Every record below is to be retyped exactly.

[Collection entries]
________________________

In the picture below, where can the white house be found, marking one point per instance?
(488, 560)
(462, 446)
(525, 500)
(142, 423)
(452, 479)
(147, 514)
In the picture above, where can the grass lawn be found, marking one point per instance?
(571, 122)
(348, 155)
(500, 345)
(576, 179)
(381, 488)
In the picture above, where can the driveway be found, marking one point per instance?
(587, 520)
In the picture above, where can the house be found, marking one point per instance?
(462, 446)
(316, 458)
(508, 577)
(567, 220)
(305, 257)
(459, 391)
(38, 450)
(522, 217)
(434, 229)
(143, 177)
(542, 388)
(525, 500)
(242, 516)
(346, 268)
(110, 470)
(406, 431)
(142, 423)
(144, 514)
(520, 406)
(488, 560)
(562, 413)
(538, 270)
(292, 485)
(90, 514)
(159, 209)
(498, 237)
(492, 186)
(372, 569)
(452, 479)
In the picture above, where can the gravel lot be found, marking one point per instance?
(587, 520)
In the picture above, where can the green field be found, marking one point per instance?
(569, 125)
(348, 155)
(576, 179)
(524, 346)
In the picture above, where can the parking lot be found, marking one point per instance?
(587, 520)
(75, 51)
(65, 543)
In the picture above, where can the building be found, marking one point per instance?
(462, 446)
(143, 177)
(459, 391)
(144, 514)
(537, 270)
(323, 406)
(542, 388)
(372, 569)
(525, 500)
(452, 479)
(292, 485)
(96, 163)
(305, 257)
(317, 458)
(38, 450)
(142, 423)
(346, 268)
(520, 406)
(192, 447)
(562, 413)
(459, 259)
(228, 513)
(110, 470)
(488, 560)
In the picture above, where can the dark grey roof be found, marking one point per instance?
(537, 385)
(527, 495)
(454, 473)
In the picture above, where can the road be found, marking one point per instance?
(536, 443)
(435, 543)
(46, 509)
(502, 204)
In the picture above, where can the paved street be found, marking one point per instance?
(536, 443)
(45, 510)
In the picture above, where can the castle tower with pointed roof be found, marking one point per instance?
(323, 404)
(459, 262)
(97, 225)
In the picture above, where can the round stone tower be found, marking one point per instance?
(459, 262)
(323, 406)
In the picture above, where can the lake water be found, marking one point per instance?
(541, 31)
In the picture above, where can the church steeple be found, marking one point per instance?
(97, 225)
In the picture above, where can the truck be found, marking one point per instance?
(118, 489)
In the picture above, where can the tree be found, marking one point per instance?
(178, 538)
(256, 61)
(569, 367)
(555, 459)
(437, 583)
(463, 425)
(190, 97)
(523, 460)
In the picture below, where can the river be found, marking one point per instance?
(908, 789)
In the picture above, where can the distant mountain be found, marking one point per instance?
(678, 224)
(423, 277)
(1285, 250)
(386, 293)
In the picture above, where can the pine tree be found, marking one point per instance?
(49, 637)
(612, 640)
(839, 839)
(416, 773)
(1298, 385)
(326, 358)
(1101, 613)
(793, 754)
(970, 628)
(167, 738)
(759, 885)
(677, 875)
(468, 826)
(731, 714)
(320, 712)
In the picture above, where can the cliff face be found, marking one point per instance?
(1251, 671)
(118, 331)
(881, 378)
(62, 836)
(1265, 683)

________________________

### Response to this task
In the picture below, where can the white house be found, marking one point per instance?
(488, 560)
(462, 446)
(525, 500)
(142, 423)
(452, 479)
(147, 514)
In the picture above, where can the grass lawn be found, marking one point per instance?
(571, 122)
(348, 155)
(500, 345)
(576, 179)
(381, 488)
In the picture above, where can the driveway be found, marking one point per instance?
(587, 520)
In the picture above, where can the house be found, marking one point per instance?
(462, 446)
(316, 458)
(508, 577)
(567, 220)
(305, 257)
(459, 391)
(38, 450)
(522, 217)
(434, 229)
(143, 177)
(542, 388)
(525, 500)
(242, 516)
(346, 268)
(110, 470)
(406, 431)
(142, 423)
(144, 514)
(520, 406)
(488, 560)
(562, 413)
(538, 270)
(292, 485)
(90, 514)
(159, 209)
(498, 237)
(492, 186)
(372, 569)
(452, 479)
In the picture above, where can the gravel lot be found, marking one point per instance?
(587, 520)
In the picture above, where can the green field be found, marking one point per instance?
(569, 125)
(348, 155)
(576, 179)
(524, 346)
In the picture above, where can the parking lot be found, marking one point per instance?
(587, 520)
(75, 51)
(65, 543)
In the picture above, where can the building be found, marking one point per instance?
(462, 446)
(143, 177)
(459, 391)
(144, 514)
(537, 270)
(323, 406)
(542, 388)
(372, 569)
(525, 500)
(452, 479)
(292, 485)
(96, 163)
(305, 257)
(317, 458)
(38, 450)
(142, 423)
(346, 268)
(520, 406)
(192, 447)
(562, 413)
(459, 259)
(228, 513)
(110, 470)
(488, 560)
In the picture above, where can the dark grey roof be found, marking one point per instance?
(537, 385)
(527, 495)
(454, 473)
In the picture above, where can the road be found, marking one point per instance?
(536, 443)
(435, 543)
(46, 509)
(502, 204)
In the picture above, where can the paved street be found, marking one point per instance?
(536, 443)
(45, 510)
In the picture above, where can the castle tower with pointed roof be found, marking one point per instance?
(323, 404)
(459, 262)
(97, 225)
In the picture above, where can the round stone tower be found, marking one point per instance?
(459, 262)
(323, 406)
In the picture above, where can the lake water be found, marking one point per instance?
(541, 31)
In the picture above, where can the church steeple be found, marking one point per instance?
(97, 225)
In the picture above, where can the truck be found, marking one point per instance?
(118, 489)
In the picture above, where can the tree be found, marking one point per instance?
(178, 538)
(256, 61)
(569, 367)
(555, 459)
(437, 583)
(463, 425)
(190, 97)
(523, 460)
In the picture below, where can the river be found, marking one point per instance?
(908, 789)
In the picture above, where can the distant mountain be found, marking one point per instance?
(678, 224)
(423, 277)
(1285, 250)
(386, 293)
In the picture above, where can the pine tree be found, marking one point per instance?
(49, 637)
(612, 640)
(839, 839)
(416, 773)
(1298, 385)
(326, 358)
(1101, 613)
(793, 754)
(970, 628)
(167, 738)
(759, 885)
(677, 875)
(468, 826)
(731, 714)
(320, 712)
In the picture above, where can the cliff face be found, marking one point per instance?
(1251, 671)
(118, 331)
(881, 378)
(62, 836)
(1265, 683)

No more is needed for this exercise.